→ **Your instructions**
Rewrite the entries below, changing "fluorescent ceiling light" to "overhead lamp" and keeping everything else the same, and omit the pictures from your answer.

[A block of data]
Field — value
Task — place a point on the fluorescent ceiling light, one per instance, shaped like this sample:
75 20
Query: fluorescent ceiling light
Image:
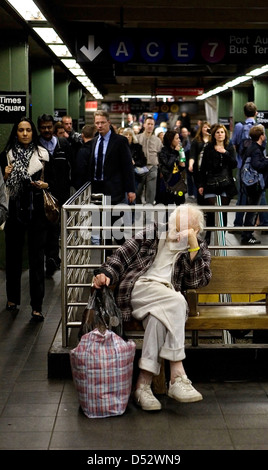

→ **Output**
Field — value
Task — place a point on the overhead lamp, one per instance, shaped like this sample:
75 20
Query: overhead lamp
Image:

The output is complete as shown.